◆ **Your instructions**
Please output the entries below from the line that contains "Keep to these rules. Indicate every instance of the wall-mounted" through the final line, reproduced exactly and alone.

◆ **Available records**

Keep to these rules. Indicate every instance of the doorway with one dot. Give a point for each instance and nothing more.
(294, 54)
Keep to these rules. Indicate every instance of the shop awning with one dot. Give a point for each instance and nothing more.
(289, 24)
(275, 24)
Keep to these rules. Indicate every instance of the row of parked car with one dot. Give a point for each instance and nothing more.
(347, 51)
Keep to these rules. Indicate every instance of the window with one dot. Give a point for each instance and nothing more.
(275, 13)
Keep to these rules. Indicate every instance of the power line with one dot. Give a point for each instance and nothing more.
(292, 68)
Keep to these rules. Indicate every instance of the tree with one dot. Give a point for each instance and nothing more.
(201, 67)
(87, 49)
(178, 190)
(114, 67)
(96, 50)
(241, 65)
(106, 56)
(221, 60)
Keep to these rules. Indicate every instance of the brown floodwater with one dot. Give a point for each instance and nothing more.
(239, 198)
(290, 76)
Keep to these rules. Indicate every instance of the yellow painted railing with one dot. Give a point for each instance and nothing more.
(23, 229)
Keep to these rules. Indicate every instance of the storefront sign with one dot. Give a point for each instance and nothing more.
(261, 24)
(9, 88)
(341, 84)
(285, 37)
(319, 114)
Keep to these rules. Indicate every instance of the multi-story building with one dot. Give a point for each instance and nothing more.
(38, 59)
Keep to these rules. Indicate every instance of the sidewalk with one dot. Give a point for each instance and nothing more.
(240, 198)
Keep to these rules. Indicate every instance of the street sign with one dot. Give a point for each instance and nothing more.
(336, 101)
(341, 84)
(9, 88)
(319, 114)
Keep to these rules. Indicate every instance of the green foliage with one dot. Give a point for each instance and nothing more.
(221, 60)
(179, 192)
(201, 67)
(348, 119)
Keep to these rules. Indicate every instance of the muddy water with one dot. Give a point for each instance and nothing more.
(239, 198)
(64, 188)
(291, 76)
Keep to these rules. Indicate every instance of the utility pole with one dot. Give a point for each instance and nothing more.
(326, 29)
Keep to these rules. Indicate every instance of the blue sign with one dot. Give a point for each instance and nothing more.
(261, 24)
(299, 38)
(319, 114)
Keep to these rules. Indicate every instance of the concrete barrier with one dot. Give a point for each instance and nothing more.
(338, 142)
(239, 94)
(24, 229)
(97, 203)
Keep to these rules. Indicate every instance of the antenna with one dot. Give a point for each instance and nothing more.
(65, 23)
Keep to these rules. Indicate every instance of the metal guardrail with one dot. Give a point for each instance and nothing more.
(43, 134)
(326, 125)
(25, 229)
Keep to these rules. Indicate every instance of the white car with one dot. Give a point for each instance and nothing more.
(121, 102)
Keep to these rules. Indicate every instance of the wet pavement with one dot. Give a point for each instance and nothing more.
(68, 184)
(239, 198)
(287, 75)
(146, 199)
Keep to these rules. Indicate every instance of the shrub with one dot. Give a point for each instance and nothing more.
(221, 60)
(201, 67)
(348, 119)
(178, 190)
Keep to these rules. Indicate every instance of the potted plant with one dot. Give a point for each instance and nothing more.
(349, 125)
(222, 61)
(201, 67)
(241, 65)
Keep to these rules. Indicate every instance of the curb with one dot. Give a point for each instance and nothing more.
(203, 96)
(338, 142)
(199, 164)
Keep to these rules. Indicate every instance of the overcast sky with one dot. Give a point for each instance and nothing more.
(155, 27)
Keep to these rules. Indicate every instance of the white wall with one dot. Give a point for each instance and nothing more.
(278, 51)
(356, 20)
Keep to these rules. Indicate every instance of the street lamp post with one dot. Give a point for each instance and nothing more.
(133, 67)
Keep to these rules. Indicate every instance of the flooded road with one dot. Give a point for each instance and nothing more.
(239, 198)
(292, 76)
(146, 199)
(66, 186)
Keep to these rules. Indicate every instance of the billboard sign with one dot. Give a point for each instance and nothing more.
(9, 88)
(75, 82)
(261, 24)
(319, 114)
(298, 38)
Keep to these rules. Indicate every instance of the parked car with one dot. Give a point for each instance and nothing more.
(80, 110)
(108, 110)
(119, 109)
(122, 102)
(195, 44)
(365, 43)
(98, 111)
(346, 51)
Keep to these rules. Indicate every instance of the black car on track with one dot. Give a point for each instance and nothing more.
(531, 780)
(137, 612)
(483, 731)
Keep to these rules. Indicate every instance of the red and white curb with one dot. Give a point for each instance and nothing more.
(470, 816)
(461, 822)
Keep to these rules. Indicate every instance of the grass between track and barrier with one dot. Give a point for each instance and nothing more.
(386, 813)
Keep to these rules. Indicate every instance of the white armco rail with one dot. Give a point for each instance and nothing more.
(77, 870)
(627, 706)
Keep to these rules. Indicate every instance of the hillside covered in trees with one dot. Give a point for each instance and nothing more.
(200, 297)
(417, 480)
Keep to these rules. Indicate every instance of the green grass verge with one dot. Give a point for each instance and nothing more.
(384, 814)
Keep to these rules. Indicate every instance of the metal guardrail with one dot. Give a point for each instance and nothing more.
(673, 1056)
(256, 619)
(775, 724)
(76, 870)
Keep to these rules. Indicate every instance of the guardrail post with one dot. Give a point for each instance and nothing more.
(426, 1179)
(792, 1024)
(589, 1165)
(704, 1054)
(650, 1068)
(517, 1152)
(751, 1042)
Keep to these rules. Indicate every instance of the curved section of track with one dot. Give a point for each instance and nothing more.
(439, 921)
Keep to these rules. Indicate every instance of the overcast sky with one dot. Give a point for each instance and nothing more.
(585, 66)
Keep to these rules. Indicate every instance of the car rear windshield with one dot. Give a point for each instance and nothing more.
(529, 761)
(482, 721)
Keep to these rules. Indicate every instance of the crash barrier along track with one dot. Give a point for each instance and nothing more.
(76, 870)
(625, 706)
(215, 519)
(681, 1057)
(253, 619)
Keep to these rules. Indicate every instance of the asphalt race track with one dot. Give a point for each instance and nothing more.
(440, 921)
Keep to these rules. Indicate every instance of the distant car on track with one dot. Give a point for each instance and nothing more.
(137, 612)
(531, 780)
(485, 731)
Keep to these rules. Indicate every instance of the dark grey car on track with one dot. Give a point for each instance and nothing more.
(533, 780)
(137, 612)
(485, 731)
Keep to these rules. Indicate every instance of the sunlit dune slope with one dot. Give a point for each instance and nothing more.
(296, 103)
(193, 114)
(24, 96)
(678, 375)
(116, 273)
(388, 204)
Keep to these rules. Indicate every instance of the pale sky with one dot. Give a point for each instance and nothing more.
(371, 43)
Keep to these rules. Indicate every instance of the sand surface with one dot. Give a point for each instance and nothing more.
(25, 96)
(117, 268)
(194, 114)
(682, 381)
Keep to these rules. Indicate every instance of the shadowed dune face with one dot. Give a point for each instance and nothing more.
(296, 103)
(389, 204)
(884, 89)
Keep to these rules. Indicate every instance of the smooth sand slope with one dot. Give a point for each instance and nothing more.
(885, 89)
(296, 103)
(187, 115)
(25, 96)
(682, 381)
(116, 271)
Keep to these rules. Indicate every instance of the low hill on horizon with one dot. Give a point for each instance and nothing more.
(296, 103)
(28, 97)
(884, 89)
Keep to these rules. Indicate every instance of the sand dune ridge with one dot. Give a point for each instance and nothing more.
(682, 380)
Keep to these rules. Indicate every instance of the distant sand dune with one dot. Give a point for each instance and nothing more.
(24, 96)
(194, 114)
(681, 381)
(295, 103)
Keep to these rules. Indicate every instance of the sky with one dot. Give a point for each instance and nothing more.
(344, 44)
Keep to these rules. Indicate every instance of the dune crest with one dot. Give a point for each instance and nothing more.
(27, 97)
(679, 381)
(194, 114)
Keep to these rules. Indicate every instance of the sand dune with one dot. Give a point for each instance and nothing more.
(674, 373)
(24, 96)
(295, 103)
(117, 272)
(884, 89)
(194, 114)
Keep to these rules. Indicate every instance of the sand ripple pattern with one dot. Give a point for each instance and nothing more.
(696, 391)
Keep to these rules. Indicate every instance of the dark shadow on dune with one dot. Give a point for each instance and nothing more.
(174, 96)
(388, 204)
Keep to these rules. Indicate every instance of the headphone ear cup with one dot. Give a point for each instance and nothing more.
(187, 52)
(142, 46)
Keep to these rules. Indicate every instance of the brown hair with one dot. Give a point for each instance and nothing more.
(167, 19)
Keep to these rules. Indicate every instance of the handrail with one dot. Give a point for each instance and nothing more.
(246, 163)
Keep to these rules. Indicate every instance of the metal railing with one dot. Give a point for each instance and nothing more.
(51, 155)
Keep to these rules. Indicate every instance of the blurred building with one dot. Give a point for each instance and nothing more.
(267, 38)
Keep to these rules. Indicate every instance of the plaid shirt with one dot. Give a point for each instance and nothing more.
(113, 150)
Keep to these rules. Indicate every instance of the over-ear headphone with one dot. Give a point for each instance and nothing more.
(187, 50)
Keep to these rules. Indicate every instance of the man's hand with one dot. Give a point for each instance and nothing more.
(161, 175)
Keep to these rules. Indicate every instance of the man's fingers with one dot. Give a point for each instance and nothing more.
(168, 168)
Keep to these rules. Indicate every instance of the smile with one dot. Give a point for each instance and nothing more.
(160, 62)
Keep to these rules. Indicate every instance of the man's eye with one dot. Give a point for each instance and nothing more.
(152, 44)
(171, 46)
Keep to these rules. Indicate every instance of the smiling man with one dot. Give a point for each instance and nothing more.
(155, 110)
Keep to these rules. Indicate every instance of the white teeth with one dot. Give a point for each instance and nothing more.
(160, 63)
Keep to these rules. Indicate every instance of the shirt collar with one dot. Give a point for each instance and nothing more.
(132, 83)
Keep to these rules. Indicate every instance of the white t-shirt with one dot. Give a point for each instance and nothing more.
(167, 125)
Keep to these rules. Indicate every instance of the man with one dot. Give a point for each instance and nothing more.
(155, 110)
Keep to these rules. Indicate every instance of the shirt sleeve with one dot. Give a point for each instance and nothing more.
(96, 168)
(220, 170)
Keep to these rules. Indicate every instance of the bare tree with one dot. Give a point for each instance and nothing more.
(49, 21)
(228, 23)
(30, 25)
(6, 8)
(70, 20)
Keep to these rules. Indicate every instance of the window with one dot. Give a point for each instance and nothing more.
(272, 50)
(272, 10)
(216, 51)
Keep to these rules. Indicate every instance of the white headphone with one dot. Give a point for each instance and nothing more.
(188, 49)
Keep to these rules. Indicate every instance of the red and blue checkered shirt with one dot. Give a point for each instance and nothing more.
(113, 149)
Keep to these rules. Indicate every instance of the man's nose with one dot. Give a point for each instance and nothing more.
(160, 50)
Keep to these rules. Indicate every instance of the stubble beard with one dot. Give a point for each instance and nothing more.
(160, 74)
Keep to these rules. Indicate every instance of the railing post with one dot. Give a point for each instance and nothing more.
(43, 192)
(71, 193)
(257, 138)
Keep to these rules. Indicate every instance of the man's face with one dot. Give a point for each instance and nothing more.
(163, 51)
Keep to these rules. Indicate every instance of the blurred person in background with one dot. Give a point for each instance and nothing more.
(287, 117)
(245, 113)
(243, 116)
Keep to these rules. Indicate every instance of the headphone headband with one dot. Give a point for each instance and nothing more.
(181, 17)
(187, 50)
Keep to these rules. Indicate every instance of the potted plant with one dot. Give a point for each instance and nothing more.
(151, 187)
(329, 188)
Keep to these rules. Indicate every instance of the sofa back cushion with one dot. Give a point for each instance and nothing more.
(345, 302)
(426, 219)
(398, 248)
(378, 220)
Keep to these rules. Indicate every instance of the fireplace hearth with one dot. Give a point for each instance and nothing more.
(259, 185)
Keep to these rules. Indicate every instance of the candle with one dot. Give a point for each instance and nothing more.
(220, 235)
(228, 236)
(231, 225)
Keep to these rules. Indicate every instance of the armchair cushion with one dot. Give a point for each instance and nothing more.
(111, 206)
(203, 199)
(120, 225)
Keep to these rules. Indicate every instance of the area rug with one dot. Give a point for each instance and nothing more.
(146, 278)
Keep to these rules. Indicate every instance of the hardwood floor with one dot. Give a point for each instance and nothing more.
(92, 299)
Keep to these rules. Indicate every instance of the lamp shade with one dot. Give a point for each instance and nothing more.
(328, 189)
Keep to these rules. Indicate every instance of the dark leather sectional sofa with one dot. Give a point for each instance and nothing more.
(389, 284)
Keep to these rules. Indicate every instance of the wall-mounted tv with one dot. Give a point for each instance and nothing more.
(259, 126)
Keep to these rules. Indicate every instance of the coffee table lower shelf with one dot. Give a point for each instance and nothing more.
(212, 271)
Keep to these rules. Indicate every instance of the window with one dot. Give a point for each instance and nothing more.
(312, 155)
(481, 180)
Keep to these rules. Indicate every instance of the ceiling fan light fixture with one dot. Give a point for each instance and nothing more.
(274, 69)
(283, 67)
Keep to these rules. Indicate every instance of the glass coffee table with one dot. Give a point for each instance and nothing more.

◆ **Exercise output**
Keep to these rules. Indicate every instance of the wall-mounted tv with one dot. Give a point for each instance and nothing more.
(259, 126)
Keep to these rules. Indicate every instance of the coffee table lower shelf with one dot. Give a point for each instance and nothing more.
(212, 271)
Keep to these rules. Indicate every instance of the window with one dot. Give a point for each instance and nothing more.
(312, 155)
(481, 180)
Keep to these rules. Indicate every instance of the ceiling fan light fixture with one dot. Give a point for each instance and nothing more.
(274, 69)
(283, 67)
Keep to these rules. Indicate every instance of the glass coffee table with one dot. Give a point for each instance and nothing more.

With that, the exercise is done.